I’m primarily a stay at home mom. And sometimes people pay me to work as a doula and as a freelance video producer and editor. When I have a project or a client or both, I trade time I normally spend cleaning and cooking for the opportunity to dive into a creative project and relationship. I make money. And I feel like I’m doing something.
It’s a strange distinction, since when I’m not working for money, I’m still doing something. A lot of things, in fact. Managing our house, its cleanliness, food stores, our finances, and attending to the myriad of needs and whims of our 3 and a half year old, J. Also, for the last 7-ish months, I’ve been gestating another human.
When I write it all down like that, it sounds pretty impressive.
My lived experience: not so much.
Last week, I caught myself saying, “Work? Well, I delivered my last video project, and my last doula client give birth last week, so I’m done working until I pick things up after this baby is born.”
By “done working” I mean this:
I wake up every other morning when J does, at or before 7am (thank you A, for taking every other morning so I can sleep till after 8:30), we cuddle in bed, then make breakfast. I read J books, get him dressed (we’re down to one of 2 outfits these days that he wants to wear—both are pajamas), tote him along for whatever projects I need to get done that day (gardening—easy to accommodate his boisterous, physical self; grocery shopping—less so), go to a park or meet up with a friend of his at some point, dole out snacks, make and eat lunch. We pay for childcare 3 mornings a week, so on those mornings I get time to wash dishes, clean and cook uninterrupted. Or pay bills, or sleep or blog or get my hair cut or go to therapy. In the afternoons, I shepherd J through an hour of “quiet time” which often results in numerous trips upstairs to help him poop, make sure he’s not pilfering the Tums he discovered on my bedside table or coloring his walls with crayon. Sometimes I manage to sneak in a nap. Then it’s more errands, maybe playing trains or orange jellyfish or poisonous space triceratops. Then onwards to interrupted dishwashing and dinner preparation. A usually gets home at 6:15, we eat, then the bedtime ritual begins and A usually takes him up to his room to play songs sometime after 7.
“I’m done working.”
How is it that I fall for this: the chronic and devastating under-valuation of managing a home and raising children?!
Yet I do. At first glance, I only consider or talk about paid work as work. When I lay on the couch while J is at childcare or during “quiet time,” I often feel guilty for watching Project Runway.
It’s hard for me to admit this because I know how I would like to feel. I’d like to be highly aware of the kick ass work that I’m doing. I’d like to feel the weightiness of the contribution I’m making to the world every day. I’m nourishing people’s bodies, I’m helping 2 new people to emerge into the world. I’m tending the soil out of which my family grows.
My lived experience, though, is that many moments of every day, I feel somehow diminished by the work that I do at home.
Since becoming a mother, I feel like my value in the world has decreased.
So why the disconnect? Why do these judgments lurk in the dusty, dark corners of my mind, even while I “know” that the work I’m doing is extremely important?

(DATASET ENTRIES):
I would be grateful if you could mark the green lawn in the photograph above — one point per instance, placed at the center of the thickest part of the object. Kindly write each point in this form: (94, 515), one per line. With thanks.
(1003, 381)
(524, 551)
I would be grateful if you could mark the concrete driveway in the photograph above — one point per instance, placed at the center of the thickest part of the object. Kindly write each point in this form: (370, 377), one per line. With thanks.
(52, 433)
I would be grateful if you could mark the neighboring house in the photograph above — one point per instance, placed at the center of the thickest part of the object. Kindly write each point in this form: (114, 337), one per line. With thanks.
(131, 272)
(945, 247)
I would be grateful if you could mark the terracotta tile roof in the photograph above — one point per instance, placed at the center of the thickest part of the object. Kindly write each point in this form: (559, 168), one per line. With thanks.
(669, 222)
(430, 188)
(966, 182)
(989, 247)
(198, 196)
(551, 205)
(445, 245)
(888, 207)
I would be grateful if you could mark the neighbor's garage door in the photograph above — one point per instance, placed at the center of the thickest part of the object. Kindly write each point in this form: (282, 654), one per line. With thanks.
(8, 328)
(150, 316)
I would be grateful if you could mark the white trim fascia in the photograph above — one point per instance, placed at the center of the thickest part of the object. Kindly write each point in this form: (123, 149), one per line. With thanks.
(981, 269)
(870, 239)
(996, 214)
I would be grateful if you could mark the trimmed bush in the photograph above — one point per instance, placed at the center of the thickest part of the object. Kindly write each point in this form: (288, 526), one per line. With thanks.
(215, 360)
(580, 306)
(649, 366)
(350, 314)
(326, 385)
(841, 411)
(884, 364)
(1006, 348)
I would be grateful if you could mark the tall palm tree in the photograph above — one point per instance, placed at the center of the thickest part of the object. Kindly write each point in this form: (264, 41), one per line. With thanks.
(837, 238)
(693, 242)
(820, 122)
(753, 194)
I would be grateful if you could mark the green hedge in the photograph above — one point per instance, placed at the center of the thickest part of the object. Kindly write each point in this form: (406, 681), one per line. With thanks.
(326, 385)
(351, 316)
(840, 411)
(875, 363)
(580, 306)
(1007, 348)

(TASK SET):
1) From the essay on staying home with a child, list every activity the writer names for the mornings when childcare is paid for.
2) Answer these from the essay on staying home with a child:
(a) How old is J?
(b) At what time does A usually get home?
(c) What show does the writer feel guilty for watching?
3) Copy the essay on staying home with a child from "Since becoming a" to "is extremely important?".
The items are not needed for the work that follows.

(TASK RESPONSES):
1) Washing dishes, cleaning, cooking, paying bills, sleeping, blogging, getting a haircut, going to therapy

2)
(a) Three and a half years old
(b) 6:15
(c) Project Runway

3)
Since becoming a mother, I feel like my value in the world has decreased.
So why the disconnect? Why do these judgments lurk in the dusty, dark corners of my mind, even while I “know” that the work I’m doing is extremely important?